*CHALLENGES*
a – In the swimmer profile, where did Nay finish in the 200-metre backstroke final at the 2008 Olympic Games?
b – Please give the number of lines in the entries that contain the word "children", with case counting. Reply with the number only.

*DOCUMENT EXTRACT*

Meagen Marree Nay (born 5 October 1988) is a competitive swimmer from Australia. She competed in the 2008 Olympic Games in the 200-metre backstroke and placed seventh in the final. Nay is a former Australian record holder in the 200-metre backstroke.

She is the daughter of Robert Nay, who competed at the 1972 Olympics in Munich, Germany. However, her father did not live to see her swim, having been killed in a car crash in 1992. Her brother, Amos Nay, was killed in July 2009, also in a car crash. Nay was due to swim the 200-metre backstroke and 200-metre freestyle at the 2009 World Championships, but returned home to grieve her brother's death after swimming in the preliminaries of the 4×100-metre freestyle relay, which earned a bronze medal in the final.

At the 2010 Commonwealth Games in New Delhi, Nay won the 200-metre backstroke in a Games record of 2.07.56.

Nay trains alongside Stephanie Rice at the St Peter's Western Swimming Club under Michael Bohl.

At the 2012 Summer Olympics, she competed in the 200 m backstroke, finishing 5th in final.

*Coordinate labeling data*
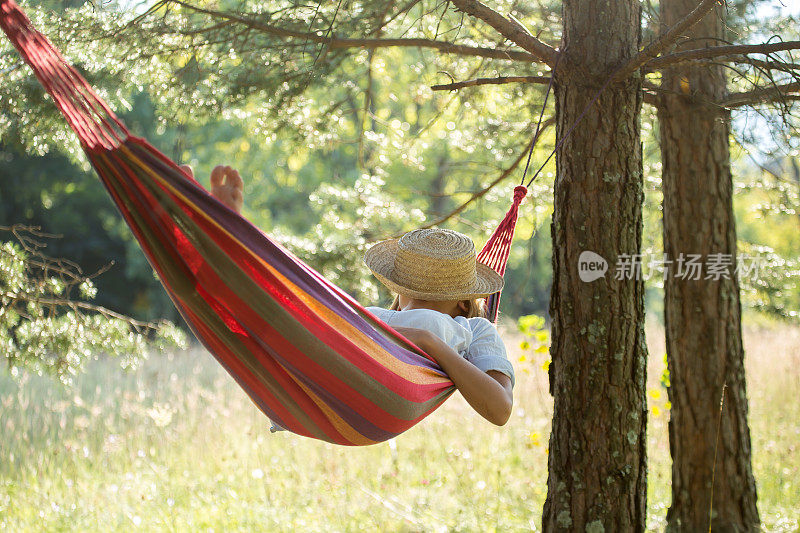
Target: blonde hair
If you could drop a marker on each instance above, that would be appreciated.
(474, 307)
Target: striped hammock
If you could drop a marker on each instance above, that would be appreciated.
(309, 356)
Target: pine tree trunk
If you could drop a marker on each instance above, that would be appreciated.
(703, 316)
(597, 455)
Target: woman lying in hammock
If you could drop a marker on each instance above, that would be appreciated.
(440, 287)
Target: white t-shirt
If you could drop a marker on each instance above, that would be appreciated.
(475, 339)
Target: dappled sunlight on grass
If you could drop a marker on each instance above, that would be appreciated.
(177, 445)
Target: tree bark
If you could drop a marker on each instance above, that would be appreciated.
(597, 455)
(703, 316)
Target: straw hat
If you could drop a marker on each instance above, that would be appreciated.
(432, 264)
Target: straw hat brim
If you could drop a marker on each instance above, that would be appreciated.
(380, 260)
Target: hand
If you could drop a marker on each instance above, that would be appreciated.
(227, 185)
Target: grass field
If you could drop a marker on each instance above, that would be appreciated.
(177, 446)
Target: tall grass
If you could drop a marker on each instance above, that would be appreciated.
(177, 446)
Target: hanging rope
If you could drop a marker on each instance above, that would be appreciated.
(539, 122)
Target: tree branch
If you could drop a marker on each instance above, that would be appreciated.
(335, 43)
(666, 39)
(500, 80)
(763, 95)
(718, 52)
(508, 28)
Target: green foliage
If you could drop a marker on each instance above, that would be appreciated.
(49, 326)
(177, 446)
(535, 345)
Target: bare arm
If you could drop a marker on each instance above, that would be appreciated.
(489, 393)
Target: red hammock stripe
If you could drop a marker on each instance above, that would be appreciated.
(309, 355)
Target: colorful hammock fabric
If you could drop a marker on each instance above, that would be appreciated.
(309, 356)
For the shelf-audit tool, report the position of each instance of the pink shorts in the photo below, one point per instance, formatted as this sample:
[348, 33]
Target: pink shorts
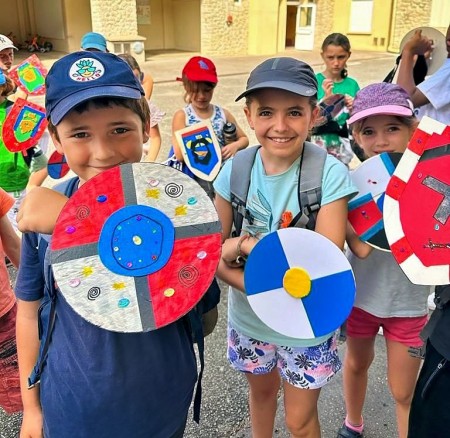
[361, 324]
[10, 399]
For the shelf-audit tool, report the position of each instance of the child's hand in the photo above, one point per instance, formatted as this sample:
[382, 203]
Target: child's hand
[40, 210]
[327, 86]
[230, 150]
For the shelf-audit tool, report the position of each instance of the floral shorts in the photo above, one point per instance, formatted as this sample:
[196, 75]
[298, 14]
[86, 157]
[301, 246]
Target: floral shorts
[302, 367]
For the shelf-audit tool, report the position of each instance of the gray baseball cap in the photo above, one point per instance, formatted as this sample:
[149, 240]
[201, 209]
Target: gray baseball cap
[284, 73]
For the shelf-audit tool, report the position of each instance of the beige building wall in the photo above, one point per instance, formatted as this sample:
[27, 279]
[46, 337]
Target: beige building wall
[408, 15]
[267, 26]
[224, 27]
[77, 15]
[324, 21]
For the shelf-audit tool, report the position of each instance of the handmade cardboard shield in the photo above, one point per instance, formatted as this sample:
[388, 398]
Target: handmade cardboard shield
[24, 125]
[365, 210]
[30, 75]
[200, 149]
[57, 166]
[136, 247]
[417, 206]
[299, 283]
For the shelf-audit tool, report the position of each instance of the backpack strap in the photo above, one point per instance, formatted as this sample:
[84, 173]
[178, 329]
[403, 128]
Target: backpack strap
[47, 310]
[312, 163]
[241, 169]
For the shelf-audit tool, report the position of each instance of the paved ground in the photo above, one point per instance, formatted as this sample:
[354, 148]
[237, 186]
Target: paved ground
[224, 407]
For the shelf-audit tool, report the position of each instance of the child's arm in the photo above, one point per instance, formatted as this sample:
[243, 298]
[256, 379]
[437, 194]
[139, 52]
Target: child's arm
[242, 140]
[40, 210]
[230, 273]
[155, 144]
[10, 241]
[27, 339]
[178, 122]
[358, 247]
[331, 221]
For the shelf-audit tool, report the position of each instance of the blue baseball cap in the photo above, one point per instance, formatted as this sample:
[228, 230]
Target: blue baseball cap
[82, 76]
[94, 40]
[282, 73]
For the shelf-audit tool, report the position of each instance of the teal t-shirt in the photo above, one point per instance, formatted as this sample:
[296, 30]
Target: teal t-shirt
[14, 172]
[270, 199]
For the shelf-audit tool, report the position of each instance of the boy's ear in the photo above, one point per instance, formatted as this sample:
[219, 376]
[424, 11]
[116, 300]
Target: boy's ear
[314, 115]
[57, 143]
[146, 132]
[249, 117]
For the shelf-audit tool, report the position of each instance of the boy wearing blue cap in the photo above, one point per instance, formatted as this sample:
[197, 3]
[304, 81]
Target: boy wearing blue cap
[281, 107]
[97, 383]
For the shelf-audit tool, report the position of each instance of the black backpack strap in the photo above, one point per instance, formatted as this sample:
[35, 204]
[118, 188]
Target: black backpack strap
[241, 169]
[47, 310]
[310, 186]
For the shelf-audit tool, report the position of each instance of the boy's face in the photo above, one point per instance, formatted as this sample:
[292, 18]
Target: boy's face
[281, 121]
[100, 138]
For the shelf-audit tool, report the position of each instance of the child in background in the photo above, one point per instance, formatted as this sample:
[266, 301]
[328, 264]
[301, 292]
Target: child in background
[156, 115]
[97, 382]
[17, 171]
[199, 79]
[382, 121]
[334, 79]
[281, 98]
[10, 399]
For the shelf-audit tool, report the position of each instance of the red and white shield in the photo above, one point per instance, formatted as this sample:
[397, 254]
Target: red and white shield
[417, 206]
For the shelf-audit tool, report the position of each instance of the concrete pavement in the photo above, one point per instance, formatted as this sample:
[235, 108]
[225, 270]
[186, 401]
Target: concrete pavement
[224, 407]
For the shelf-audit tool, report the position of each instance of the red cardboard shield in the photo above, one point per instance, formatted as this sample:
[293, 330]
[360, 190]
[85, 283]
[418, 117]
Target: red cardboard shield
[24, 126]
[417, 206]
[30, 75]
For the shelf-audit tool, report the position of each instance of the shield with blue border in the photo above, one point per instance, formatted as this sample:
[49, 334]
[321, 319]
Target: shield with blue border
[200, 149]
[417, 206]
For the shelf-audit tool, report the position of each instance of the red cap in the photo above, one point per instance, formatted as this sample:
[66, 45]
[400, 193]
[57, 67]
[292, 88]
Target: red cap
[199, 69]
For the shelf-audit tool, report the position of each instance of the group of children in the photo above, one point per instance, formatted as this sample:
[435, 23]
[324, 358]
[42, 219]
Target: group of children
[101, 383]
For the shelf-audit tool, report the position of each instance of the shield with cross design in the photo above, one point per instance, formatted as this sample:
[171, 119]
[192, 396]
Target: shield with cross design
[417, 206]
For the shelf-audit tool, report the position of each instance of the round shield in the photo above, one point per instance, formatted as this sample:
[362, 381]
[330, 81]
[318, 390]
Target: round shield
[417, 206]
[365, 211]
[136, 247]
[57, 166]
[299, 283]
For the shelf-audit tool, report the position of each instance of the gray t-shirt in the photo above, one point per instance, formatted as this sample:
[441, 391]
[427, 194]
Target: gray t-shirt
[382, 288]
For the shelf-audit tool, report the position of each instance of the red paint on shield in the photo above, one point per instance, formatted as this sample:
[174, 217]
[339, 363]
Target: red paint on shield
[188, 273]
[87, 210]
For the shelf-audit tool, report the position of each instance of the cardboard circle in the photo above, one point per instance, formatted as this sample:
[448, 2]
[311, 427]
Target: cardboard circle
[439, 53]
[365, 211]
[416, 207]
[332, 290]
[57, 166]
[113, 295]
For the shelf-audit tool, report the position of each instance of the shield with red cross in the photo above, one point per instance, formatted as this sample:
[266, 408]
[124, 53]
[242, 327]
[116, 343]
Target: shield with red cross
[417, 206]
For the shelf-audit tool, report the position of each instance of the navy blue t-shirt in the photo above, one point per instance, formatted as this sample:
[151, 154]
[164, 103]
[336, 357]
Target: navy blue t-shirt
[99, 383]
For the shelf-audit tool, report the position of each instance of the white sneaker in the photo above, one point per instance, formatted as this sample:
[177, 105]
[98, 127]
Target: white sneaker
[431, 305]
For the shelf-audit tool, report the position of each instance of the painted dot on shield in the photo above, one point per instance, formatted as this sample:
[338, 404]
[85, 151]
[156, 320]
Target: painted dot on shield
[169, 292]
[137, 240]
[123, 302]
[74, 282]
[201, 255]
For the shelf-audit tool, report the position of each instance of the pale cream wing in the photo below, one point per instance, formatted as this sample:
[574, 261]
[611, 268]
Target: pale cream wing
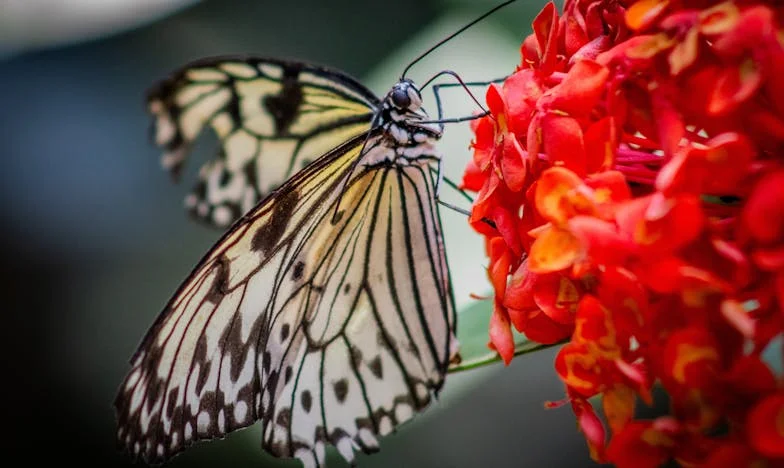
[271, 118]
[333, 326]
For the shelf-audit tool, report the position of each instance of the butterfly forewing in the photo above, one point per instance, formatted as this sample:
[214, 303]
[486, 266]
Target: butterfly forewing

*PER-TASK OUTPUTS*
a – She placed seventh.

b – 2